> [TEXTO DE LEITURA]
- - - - -

Como se vê, não haverá um registro (ou assento) de adoção tampouco haverá uma mera averbação da adoção no assento originário3, até porque isso geraria constrangimento ao filho adotivo e contraria a diretriz do ordenamento em evitar a publicização da origem da filiação. A ideia é que, do ponto de vista registral, surja um novo assento de nascimento.
O mandado judicial deverá ser arquivado no Cartório a fim de permitir, sempre, eventual consulta. Mas, diante da natureza sigilosa da adoção, o Cartório não pode expedir certidão desse mandado aos interessados, salvo nos casos legais (art. 47, caput e § 4º, e art. 48, ECA).
Há alguns detalhes registrais não mencionados textualmente no ECA a merecerem reflexão.
É que o novo assento de nascimento terá de manter os dados relativos à data e ao local de nascimento bem como a indicação do número da DNV – Declaração de Nascido Vivo originária (art. 57, itens 1º e 10º, LRP4). Também, entendemos que se deve manter a naturalidade, mesmo no caso de naturalidade escolhida na forma do art. 54, § 4º, da LRP, bem como eventuais testemunhas do parto ocorrido sem assistência médica (art. 54, itens 9º e 11, LRP). A exceção corre à conta de haver determinação judicial em contrário.
O sexo também mantido por não ter sofrido qualquer alteração (art. 54, item 2º, LRP).
Os dados, porém, relativos aos pais e familiares originários não poderão constar (art. 57, itens 7º e 8º, LRP). O assento veiculará o nome dos pais e da família adotivos. Também constará – se for o caso – do assento o novo nome do filho adotivo, sem reprodução do seu anterior nome (art. 57, item 4º, LRP; art. 47, § 6º, ECA).

- - - - -

> [OBJETIVO DO EXERCÍCIO]
De acordo com o texto sobre o registro da adoção, quais dados não poderão constar do novo assento de nascimento? As linhas provêm de uma fonte distinta do texto.

> [DADOS FORNECIDOS]
- - - - -

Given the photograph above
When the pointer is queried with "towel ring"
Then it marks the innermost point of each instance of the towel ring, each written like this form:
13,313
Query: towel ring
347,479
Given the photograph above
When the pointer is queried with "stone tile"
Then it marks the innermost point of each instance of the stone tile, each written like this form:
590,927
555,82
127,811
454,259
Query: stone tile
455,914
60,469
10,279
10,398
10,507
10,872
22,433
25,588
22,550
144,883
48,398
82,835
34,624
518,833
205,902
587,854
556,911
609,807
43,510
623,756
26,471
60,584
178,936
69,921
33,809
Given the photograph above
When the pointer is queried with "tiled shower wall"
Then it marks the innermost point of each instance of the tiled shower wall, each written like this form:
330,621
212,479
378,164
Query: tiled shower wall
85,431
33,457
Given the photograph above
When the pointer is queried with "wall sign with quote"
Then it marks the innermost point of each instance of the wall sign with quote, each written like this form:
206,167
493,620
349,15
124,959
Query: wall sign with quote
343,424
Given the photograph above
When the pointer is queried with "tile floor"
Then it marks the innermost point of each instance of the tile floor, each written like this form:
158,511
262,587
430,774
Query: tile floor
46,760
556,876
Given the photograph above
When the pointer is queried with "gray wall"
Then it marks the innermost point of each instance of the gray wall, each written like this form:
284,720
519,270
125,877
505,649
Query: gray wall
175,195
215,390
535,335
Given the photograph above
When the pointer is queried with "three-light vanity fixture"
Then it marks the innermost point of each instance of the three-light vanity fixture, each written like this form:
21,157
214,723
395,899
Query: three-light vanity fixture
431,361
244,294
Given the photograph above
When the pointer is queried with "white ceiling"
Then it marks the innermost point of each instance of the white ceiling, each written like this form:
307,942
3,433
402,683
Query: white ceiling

- - - - -

> [RESOLUÇÃO]
Os dados relativos aos pais e familiares originários.